_DATA RECORDS_

════════════════

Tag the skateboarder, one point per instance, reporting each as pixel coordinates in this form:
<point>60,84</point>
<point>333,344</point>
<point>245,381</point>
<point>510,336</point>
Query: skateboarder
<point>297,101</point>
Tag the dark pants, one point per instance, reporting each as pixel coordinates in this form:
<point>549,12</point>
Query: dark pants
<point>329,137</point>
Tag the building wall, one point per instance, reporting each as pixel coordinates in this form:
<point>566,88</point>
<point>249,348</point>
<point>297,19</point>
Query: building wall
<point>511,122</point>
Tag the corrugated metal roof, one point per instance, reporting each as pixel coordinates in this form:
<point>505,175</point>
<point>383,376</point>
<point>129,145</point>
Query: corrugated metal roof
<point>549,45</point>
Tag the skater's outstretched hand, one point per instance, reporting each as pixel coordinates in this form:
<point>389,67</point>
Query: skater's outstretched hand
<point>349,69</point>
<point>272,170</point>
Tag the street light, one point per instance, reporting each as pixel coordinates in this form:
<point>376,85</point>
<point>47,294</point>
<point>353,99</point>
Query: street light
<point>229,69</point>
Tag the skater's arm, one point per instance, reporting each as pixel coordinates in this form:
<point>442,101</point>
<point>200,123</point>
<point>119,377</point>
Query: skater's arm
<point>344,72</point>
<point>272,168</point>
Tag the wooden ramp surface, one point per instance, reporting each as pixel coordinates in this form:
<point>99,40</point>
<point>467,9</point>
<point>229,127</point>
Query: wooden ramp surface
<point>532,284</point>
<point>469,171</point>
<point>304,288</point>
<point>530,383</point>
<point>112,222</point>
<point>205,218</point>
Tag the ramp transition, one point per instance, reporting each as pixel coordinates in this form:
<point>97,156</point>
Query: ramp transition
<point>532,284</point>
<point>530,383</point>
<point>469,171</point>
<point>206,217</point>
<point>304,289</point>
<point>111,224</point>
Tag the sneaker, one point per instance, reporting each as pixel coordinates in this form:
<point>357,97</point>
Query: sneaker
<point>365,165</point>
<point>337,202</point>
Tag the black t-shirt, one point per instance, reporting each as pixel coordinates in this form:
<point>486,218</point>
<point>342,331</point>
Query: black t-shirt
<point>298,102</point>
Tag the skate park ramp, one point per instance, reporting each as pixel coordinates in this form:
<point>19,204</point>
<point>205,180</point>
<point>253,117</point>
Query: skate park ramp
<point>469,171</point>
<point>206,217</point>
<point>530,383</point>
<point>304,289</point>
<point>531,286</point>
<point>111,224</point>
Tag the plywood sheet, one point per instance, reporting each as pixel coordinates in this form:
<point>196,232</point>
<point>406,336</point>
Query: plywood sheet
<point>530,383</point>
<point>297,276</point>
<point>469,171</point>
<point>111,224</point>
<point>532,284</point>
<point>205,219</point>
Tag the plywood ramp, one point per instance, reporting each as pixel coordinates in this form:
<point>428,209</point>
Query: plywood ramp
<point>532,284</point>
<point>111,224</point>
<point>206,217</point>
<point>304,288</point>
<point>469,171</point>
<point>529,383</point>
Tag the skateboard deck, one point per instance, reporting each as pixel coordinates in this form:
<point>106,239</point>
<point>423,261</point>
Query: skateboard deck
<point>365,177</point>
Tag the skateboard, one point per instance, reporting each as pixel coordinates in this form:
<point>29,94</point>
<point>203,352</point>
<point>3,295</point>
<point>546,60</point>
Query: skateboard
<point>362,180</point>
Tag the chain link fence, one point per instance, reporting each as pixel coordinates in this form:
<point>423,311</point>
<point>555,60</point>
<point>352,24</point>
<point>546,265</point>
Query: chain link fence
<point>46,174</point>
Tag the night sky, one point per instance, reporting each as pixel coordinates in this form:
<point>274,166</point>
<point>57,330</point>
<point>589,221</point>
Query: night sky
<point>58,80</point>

════════════════

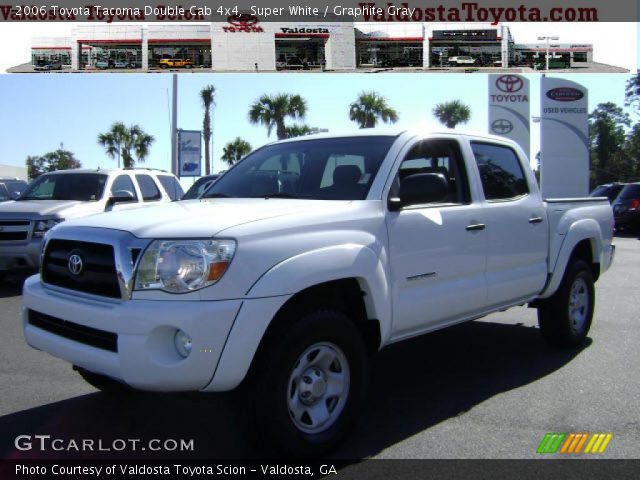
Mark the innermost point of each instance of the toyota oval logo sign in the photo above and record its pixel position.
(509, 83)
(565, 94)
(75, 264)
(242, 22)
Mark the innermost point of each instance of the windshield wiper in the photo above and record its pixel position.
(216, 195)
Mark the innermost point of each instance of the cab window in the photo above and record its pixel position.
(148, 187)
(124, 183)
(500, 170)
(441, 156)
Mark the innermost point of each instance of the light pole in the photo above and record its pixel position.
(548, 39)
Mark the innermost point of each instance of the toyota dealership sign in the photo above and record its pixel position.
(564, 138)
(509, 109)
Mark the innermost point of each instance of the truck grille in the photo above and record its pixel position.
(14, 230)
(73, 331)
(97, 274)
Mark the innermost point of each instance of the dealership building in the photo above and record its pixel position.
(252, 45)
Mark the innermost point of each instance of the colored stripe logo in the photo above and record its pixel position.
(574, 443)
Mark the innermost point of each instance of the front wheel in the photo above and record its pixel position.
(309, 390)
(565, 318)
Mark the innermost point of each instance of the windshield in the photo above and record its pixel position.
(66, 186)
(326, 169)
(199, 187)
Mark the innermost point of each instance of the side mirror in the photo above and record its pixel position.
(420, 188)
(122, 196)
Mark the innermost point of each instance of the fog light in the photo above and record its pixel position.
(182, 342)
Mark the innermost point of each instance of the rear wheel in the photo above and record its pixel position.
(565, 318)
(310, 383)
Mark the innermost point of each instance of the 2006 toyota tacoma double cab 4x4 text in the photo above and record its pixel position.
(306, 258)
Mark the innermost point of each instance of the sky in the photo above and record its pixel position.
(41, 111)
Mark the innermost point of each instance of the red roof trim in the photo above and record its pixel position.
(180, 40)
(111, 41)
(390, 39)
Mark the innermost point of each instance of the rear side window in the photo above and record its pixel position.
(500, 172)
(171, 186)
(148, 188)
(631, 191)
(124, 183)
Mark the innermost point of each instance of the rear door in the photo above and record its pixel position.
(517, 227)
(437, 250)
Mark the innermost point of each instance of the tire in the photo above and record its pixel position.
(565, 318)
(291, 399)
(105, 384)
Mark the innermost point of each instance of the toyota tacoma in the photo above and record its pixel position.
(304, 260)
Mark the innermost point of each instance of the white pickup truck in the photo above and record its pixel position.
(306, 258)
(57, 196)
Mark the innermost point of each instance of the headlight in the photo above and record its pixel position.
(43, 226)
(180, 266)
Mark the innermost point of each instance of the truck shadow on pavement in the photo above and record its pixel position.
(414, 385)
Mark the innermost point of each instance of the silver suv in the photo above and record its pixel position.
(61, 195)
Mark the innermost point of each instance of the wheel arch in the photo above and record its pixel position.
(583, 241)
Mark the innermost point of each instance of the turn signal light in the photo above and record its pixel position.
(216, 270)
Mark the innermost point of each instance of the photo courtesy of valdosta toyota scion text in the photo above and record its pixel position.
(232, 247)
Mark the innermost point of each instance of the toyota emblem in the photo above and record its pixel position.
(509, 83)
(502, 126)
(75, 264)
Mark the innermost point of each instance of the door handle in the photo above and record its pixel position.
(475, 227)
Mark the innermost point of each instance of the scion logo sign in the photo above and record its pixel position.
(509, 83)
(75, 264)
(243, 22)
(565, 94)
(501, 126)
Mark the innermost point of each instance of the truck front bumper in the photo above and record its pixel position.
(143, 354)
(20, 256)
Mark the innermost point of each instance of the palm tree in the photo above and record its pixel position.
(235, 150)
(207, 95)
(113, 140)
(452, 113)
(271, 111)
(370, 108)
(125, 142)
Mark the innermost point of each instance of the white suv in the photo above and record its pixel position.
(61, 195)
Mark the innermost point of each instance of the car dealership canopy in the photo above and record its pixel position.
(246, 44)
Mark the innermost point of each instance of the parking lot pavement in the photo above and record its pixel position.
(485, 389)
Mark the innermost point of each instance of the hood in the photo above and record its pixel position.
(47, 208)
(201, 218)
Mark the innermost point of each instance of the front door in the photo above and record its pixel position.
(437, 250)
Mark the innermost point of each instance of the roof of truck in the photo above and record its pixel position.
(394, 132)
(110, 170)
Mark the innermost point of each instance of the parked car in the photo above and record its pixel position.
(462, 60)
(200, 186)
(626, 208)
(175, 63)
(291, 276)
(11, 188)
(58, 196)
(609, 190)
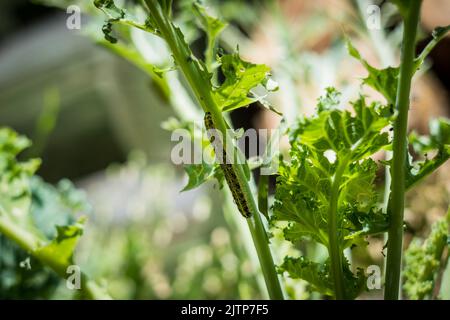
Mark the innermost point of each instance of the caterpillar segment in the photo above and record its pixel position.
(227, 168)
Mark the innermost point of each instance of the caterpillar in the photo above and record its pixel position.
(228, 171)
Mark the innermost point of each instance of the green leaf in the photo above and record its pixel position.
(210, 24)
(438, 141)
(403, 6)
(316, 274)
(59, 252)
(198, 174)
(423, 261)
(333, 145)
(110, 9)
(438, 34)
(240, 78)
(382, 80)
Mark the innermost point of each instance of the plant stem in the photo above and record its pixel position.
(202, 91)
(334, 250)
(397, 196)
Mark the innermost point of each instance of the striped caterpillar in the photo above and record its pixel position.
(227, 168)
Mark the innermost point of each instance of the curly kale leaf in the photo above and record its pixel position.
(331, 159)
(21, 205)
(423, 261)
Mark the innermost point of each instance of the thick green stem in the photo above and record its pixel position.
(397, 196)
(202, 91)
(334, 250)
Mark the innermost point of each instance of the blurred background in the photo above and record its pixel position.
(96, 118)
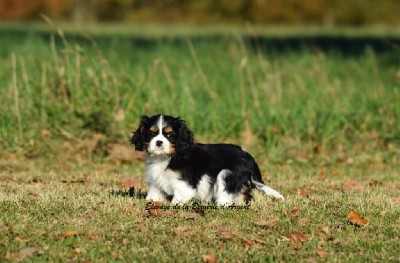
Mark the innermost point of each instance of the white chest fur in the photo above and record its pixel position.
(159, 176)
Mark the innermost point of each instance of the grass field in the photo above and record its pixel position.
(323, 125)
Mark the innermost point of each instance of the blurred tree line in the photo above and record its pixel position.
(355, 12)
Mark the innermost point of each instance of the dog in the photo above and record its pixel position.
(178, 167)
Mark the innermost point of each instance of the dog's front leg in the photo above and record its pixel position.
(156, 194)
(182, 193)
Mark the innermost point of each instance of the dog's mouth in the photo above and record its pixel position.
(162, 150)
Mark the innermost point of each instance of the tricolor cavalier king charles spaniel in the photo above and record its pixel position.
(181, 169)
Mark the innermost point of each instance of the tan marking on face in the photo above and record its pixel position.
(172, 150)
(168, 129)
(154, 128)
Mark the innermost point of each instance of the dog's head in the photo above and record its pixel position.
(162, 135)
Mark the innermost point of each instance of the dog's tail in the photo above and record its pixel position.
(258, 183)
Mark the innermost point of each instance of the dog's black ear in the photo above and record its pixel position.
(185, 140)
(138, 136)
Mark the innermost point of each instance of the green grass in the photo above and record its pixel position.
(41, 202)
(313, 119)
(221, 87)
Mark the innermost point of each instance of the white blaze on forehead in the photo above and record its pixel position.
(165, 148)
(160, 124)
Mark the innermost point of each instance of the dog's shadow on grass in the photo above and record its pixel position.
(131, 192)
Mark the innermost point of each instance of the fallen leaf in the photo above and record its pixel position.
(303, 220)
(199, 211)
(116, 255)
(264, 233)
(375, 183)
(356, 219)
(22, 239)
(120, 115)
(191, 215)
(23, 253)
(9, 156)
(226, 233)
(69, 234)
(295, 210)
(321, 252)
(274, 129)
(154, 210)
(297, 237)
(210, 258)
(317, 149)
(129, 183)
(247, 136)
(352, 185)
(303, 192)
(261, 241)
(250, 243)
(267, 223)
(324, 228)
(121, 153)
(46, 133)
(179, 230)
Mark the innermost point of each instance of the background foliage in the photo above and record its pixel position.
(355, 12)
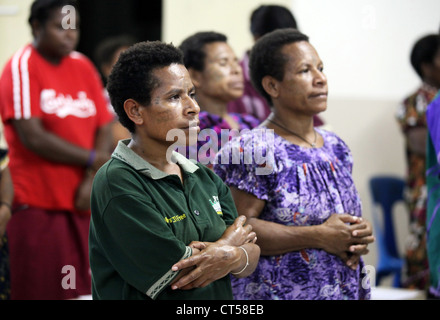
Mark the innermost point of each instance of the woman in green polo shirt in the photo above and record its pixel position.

════════════════

_EXERCISE DETAILS_
Looking at the entries above, can you reproduce exactly the lines from the one that holds "Tag the skateboarder, one" through the one that holds "<point>129,145</point>", and only those?

_TASK OUTPUT_
Tag the skateboarder, one point per instance, reporting each as pixel coordinates in this form:
<point>60,84</point>
<point>333,344</point>
<point>245,381</point>
<point>510,336</point>
Query: skateboarder
<point>297,101</point>
Tag the dark pants, one point per instance, reporting each as pixel coordinates in this form:
<point>549,12</point>
Query: dark pants
<point>329,137</point>
Tag the building wall, one point per instance, reporting each as pixel coordinates in this form:
<point>566,88</point>
<point>249,348</point>
<point>297,19</point>
Query: building wall
<point>511,122</point>
Tag the corrugated metal roof, one point per instance, reporting each as pixel coordinates in this form:
<point>505,175</point>
<point>383,376</point>
<point>129,145</point>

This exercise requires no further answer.